§ **Written request**: Could you extract every entry below and reproduce it exactly?

Records from a point labeling set
+ + + + + + +

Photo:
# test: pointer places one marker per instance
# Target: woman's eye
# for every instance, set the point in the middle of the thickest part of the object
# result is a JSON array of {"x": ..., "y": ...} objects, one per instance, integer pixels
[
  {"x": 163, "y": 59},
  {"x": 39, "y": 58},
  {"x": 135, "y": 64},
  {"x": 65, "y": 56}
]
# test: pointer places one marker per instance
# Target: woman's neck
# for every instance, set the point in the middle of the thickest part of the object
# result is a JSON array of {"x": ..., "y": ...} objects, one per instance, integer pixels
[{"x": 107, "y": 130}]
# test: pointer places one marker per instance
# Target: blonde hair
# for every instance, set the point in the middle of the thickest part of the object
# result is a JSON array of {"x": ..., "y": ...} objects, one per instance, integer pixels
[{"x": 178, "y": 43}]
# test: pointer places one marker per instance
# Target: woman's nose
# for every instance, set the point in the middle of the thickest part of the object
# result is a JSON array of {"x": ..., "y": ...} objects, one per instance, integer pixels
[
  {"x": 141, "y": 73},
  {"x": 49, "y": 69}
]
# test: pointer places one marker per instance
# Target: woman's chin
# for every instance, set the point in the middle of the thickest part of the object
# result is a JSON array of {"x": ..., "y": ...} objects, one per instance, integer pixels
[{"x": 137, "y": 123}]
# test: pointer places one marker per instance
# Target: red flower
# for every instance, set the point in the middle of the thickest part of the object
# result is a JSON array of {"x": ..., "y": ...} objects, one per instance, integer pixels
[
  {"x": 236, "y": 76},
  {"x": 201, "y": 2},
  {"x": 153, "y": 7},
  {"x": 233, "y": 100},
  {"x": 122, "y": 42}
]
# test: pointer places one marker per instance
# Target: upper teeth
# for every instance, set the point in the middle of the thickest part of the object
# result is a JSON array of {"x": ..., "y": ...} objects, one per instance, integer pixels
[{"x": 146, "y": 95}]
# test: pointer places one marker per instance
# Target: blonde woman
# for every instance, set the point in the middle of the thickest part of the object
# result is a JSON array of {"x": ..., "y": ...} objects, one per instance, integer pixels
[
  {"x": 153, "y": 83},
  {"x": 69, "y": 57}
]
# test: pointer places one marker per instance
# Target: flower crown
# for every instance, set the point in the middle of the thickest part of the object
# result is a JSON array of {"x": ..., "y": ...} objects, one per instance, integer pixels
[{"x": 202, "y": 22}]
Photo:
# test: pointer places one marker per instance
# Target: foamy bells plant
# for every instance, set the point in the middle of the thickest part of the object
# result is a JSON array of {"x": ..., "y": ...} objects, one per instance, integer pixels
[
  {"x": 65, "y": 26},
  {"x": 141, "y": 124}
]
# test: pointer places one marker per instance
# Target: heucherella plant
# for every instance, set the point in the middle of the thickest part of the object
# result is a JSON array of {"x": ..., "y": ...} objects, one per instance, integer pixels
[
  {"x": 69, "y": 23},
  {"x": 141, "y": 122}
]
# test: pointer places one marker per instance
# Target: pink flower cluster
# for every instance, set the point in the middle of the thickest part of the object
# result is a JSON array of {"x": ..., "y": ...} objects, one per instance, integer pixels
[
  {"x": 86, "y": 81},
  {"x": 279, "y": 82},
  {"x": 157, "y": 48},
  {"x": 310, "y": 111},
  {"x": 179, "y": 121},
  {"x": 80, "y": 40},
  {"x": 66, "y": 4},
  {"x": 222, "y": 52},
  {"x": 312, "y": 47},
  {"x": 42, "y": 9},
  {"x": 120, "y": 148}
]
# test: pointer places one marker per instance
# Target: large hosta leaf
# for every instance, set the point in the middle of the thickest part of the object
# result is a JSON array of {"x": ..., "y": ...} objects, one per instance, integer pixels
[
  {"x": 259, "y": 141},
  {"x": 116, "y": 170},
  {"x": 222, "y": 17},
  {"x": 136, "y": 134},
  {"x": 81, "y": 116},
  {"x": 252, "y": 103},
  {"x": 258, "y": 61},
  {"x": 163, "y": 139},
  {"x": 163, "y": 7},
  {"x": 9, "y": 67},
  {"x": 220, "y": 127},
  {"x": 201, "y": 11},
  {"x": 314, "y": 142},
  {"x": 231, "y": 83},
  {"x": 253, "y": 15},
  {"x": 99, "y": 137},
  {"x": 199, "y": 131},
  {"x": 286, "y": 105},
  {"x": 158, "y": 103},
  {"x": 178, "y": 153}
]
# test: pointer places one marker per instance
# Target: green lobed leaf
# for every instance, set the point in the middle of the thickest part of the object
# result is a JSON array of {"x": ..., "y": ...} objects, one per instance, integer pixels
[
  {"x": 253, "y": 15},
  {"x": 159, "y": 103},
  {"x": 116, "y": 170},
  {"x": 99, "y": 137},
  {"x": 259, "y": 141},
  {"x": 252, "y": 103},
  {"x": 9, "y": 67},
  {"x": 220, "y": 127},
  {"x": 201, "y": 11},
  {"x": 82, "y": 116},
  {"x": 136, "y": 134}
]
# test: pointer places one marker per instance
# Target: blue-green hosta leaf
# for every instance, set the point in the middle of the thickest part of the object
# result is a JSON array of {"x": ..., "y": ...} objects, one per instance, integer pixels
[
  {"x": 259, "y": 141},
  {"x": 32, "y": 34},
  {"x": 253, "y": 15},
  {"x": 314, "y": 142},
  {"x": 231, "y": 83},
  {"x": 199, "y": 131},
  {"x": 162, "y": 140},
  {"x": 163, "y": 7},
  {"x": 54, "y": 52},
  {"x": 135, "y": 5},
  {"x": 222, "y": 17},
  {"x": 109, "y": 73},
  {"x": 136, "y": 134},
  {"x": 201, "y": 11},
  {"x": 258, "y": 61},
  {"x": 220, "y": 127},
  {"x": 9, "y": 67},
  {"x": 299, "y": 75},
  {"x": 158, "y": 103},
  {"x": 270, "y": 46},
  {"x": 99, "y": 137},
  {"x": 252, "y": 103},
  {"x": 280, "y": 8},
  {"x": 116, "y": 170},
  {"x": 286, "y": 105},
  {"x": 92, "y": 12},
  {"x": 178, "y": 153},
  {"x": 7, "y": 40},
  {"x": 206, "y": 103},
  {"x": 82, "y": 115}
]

+ + + + + + +

§ **Solution to this task**:
Photo:
# test: pointer places one marker per instance
# Target: woman's eye
# for every instance, set the point in the middle of the thickest part of the object
# result is a JSON array of {"x": ..., "y": ...} objects, one per instance, integer pixels
[
  {"x": 163, "y": 59},
  {"x": 39, "y": 58},
  {"x": 135, "y": 64},
  {"x": 65, "y": 56}
]
# test: pointer places one marker per instance
# Target: woman's neck
# for every instance, set the point in the middle of the thickest part of the object
# result is a JSON array of {"x": ..., "y": ...} objects, one per instance, integer pixels
[{"x": 107, "y": 130}]
# test: pointer places one marker per instance
# Target: blonde hair
# for every instance, set the point in the middle of the thickest part of the object
# result is a JSON array of {"x": ..., "y": ...} objects, one per instance, integer pixels
[{"x": 178, "y": 43}]
# test: pointer places one marker per instance
# Target: woman's nose
# for every instance, set the point in the middle of the thickest part of the object
# result is a JSON array of {"x": ..., "y": ...} objects, one per instance, integer pixels
[
  {"x": 141, "y": 73},
  {"x": 49, "y": 69}
]
# test: pointer places one marker per instance
# Target: woman's chin
# for every instance, set the point in the middle of the thickest part of the object
# result is a JSON array of {"x": ..., "y": ...} objects, one per instance, integer pixels
[{"x": 137, "y": 123}]
# test: pointer places one marker per instance
# Target: red flower
# for every instance, set the point in the middle of the thickest part of the object
# result is a JSON array of {"x": ..., "y": ...} objects, one per instance, integer pixels
[
  {"x": 236, "y": 76},
  {"x": 201, "y": 2},
  {"x": 153, "y": 7},
  {"x": 233, "y": 100},
  {"x": 122, "y": 42}
]
# test: pointer places one marker per instance
# Target: upper teeth
# for every instance, set the point in the middle of the thickest part of the object
# result is a JSON array of {"x": ..., "y": ...} objects, one per instance, integer pixels
[{"x": 146, "y": 95}]
# test: pointer places one marker per instance
# Target: blonde woman
# for every instance, set the point in the middle of the thickest part of the object
# result is a JSON array of {"x": ..., "y": ...} objects, one per instance, integer pixels
[
  {"x": 153, "y": 83},
  {"x": 69, "y": 57}
]
# test: pointer places one marker per instance
# Target: flower crown
# for every instance, set the point in the middle of the thickest part of the object
# result is a JSON array of {"x": ..., "y": ...} objects, one per instance, integer pixels
[{"x": 202, "y": 22}]
Photo:
# test: pointer places one marker per instance
# Target: foamy bells plant
# for every instance, set the point in the middle of the thickest part of the object
# result is a JSON array of {"x": ..., "y": ...} objects, one per instance, integer pixels
[
  {"x": 65, "y": 26},
  {"x": 141, "y": 124}
]
# test: pointer places one marker per instance
# Target: heucherella plant
# for every instance, set the point in the middle of the thickest part of the object
# result is a JSON array of {"x": ..., "y": ...} objects, one per instance, integer pixels
[
  {"x": 69, "y": 23},
  {"x": 141, "y": 122}
]
# test: pointer places one marker per instance
# Target: pink flower cluster
# for every instance, set the point in the middle of the thickest part of the object
# result is a JSON array of {"x": ..., "y": ...} objects, one per instance, integer pixels
[
  {"x": 86, "y": 81},
  {"x": 279, "y": 82},
  {"x": 157, "y": 48},
  {"x": 310, "y": 111},
  {"x": 179, "y": 121},
  {"x": 80, "y": 40},
  {"x": 66, "y": 4},
  {"x": 222, "y": 52},
  {"x": 312, "y": 47},
  {"x": 42, "y": 9},
  {"x": 120, "y": 148}
]
# test: pointer places one marker per instance
# Target: large hosta leaf
# for every instance, set the point in the middle of the thickest part of the object
# result is a JSON array of {"x": ..., "y": ...} objects, one per instance, integer pixels
[
  {"x": 259, "y": 141},
  {"x": 116, "y": 170},
  {"x": 222, "y": 17},
  {"x": 136, "y": 134},
  {"x": 81, "y": 116},
  {"x": 252, "y": 103},
  {"x": 258, "y": 61},
  {"x": 163, "y": 139},
  {"x": 163, "y": 7},
  {"x": 9, "y": 67},
  {"x": 220, "y": 127},
  {"x": 201, "y": 11},
  {"x": 314, "y": 142},
  {"x": 231, "y": 83},
  {"x": 253, "y": 15},
  {"x": 99, "y": 137},
  {"x": 199, "y": 131},
  {"x": 286, "y": 105},
  {"x": 158, "y": 103},
  {"x": 178, "y": 153}
]
# test: pointer places one marker per instance
# Target: green lobed leaf
# for every instance, set the point in the middle of the thickest part of the object
# result is a JSON array of {"x": ..., "y": ...} objects, one per instance, integer pixels
[
  {"x": 253, "y": 15},
  {"x": 159, "y": 103},
  {"x": 116, "y": 170},
  {"x": 99, "y": 137},
  {"x": 259, "y": 141},
  {"x": 252, "y": 103},
  {"x": 9, "y": 67},
  {"x": 220, "y": 127},
  {"x": 201, "y": 11},
  {"x": 82, "y": 116},
  {"x": 136, "y": 134}
]
# test: pointer places one marker per instance
# Target: blue-green hosta leaf
# for every instance, set the point in the middle of the thickest part of the object
# result is a JSON array of {"x": ..., "y": ...} objects, one per instance, integer pixels
[
  {"x": 259, "y": 141},
  {"x": 32, "y": 34},
  {"x": 253, "y": 15},
  {"x": 314, "y": 142},
  {"x": 231, "y": 83},
  {"x": 199, "y": 131},
  {"x": 162, "y": 140},
  {"x": 163, "y": 7},
  {"x": 54, "y": 52},
  {"x": 135, "y": 5},
  {"x": 222, "y": 17},
  {"x": 109, "y": 73},
  {"x": 136, "y": 134},
  {"x": 201, "y": 11},
  {"x": 258, "y": 61},
  {"x": 220, "y": 127},
  {"x": 9, "y": 67},
  {"x": 299, "y": 75},
  {"x": 158, "y": 103},
  {"x": 270, "y": 46},
  {"x": 99, "y": 137},
  {"x": 252, "y": 103},
  {"x": 280, "y": 8},
  {"x": 116, "y": 170},
  {"x": 286, "y": 105},
  {"x": 92, "y": 12},
  {"x": 178, "y": 153},
  {"x": 7, "y": 40},
  {"x": 206, "y": 103},
  {"x": 82, "y": 115}
]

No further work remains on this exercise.